• _Task item 1_:
Decide whether each statement below agrees with the abstract on structural variation in haploid human genomes. For each, answer yes or no and quote the words of the abstract that settle it.
(a) The study generated sequencing data from two haploid human genomes.
(b) Long-read sequencing data gave a tenfold increase in sensitivity for variants from 7 bp to 1 kbp compared with short-read data.
(c) On the pseudodiploid genome, about 59% of the heterozygous SVs were no longer detected by SMRT-SV.
• _Task item 2_:
According to the abstract on structural variation in haploid human genomes, how many genetic variants had their sequence structure resolved?
• _Task item 3_:
Carry on the abstract on structural variation in haploid human genomes, picking up after its final sentence.

• _Excerpted passage_:
Discovery and genotyping of structural variation from long-read haploid genome sequence data

Abstract

In an effort to more fully understand the full spectrum of human genetic variation, we generated deep single-molecule, real-time (SMRT) sequencing data from two haploid human genomes. By using an assembly-based approach (SMRT-SV), we systematically assessed each genome independently for structural variants (SVs) and indels resolving the sequence structure of 461,553 genetic variants from 2 bp to 28 kbp in length. We find that >89% of these variants have been missed as part of analysis of the 1000 Genomes Project even after adjusting for more common variants (MAF > 1%). We estimate that this theoretical human diploid differs by as much as ∼16 Mbp with respect to the human reference, with long-read sequencing data providing a fivefold increase in sensitivity for genetic variants ranging in size from 7 bp to 1 kbp compared with short-read sequence data. Although a large fraction of genetic variants were not detected by short-read approaches, once the alternate allele is sequence-resolved, we show that 61% of SVs can be genotyped in short-read sequence data sets with high accuracy. Uncoupling discovery from genotyping thus allows for the majority of this missed common variation to be genotyped in the human population. Interestingly, when we repeat SV detection on a pseudodiploid genome constructed in silico by merging the two haploids, we find that ∼59% of the heterozygous SVs are no longer detected by SMRT-SV. These results indicate that haploid resolution of long-read sequencing data will significantly increase sensitivity of SV detection.

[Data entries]
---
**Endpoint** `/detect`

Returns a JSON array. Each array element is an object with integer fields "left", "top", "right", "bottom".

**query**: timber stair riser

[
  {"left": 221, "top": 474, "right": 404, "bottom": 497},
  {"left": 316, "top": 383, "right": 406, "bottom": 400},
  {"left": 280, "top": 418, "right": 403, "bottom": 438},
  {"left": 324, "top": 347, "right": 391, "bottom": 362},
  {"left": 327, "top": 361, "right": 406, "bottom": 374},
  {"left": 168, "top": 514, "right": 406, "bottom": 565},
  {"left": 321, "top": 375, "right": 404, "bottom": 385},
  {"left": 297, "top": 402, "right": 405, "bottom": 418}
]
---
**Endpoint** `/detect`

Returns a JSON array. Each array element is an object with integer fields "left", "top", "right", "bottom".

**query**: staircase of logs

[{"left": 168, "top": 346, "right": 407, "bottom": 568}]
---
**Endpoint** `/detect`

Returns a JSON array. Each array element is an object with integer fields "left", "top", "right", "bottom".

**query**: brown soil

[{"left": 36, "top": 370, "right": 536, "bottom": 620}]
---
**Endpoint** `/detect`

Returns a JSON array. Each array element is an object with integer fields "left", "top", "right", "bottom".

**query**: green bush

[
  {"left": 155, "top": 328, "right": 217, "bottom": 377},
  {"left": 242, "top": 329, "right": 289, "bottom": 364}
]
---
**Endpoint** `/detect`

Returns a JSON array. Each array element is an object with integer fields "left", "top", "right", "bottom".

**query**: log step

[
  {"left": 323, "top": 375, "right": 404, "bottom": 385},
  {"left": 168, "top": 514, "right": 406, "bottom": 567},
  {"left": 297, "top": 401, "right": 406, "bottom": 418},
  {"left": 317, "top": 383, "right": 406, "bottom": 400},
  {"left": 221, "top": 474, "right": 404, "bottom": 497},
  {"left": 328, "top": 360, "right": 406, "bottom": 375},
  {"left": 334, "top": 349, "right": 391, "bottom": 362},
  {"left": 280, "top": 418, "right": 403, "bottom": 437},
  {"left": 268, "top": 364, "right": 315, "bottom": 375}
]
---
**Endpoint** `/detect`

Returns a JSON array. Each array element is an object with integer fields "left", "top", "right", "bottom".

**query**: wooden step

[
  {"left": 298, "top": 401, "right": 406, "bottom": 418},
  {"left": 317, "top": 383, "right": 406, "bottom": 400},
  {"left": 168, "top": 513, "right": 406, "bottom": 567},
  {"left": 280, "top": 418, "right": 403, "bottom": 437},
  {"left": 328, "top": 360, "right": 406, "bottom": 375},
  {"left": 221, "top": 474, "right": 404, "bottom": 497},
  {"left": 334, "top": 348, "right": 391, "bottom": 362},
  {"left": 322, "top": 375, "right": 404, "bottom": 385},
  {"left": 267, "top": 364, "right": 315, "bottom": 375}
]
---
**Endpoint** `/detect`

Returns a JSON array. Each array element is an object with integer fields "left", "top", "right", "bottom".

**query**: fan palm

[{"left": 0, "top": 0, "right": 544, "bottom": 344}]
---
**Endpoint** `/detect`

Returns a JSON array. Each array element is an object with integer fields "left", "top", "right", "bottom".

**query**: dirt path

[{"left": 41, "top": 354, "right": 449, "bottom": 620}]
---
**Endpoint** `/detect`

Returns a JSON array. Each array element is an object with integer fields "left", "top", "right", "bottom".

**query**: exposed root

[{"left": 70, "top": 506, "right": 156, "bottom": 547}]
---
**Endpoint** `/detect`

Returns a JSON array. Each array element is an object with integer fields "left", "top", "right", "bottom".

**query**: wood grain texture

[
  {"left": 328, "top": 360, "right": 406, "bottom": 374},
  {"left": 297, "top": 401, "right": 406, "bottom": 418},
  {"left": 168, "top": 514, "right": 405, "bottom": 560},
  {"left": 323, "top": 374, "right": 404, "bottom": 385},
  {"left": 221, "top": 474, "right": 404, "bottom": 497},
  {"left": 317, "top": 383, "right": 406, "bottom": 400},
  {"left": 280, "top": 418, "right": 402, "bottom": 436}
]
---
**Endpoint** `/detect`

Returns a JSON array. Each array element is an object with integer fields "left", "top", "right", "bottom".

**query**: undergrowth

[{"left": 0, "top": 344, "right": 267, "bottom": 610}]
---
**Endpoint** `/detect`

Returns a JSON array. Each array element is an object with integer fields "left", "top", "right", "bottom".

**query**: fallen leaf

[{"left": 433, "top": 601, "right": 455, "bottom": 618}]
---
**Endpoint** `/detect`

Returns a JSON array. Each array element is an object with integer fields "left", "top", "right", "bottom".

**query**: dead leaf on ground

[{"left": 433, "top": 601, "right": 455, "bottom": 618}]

• _Result 1_:
(a) Yes: "we generated deep single-molecule, real-time (SMRT) sequencing data from two haploid human genomes"
(b) No: "long-read sequencing data providing a fivefold increase in sensitivity for genetic variants ranging in size from 7 bp to 1 kbp compared with short-read sequence data"
(c) Yes: "we find that ∼59% of the heterozygous SVs are no longer detected by SMRT-SV"

• _Result 2_:
461,553 genetic variants, ranging from 2 bp to 28 kbp in length.

• _Result 3_:
Figure 1.

Structural variant (SV) discovery. (A) SV deletions (red) and insertions (black) identified by SMRT-SV in a theoretical diploid human (CHM1 and CHM13) are classified as either novel (83%) or previously reported (17%) based on their presence in previously published SV call sets (Conrad et al. 2010; Kidd et al. 2010a; Mills et al. 2011; Sudmant et al. 2015a,b). (B) Compared specifically against insertions and deletions from Phase 3 of the 1000 Genomes Project (Sudmant et al. 2015b). Counts per call set are shown with mean and median SV size (base pair) shown in parentheses. The Venn diagram compares one theoretical diploid genome sequenced and analyzed using SMRT sequence data versus 2504 diploid genomes lightly sequenced (approximately sixfold coverage) with Illumina sequence.

Figure 2.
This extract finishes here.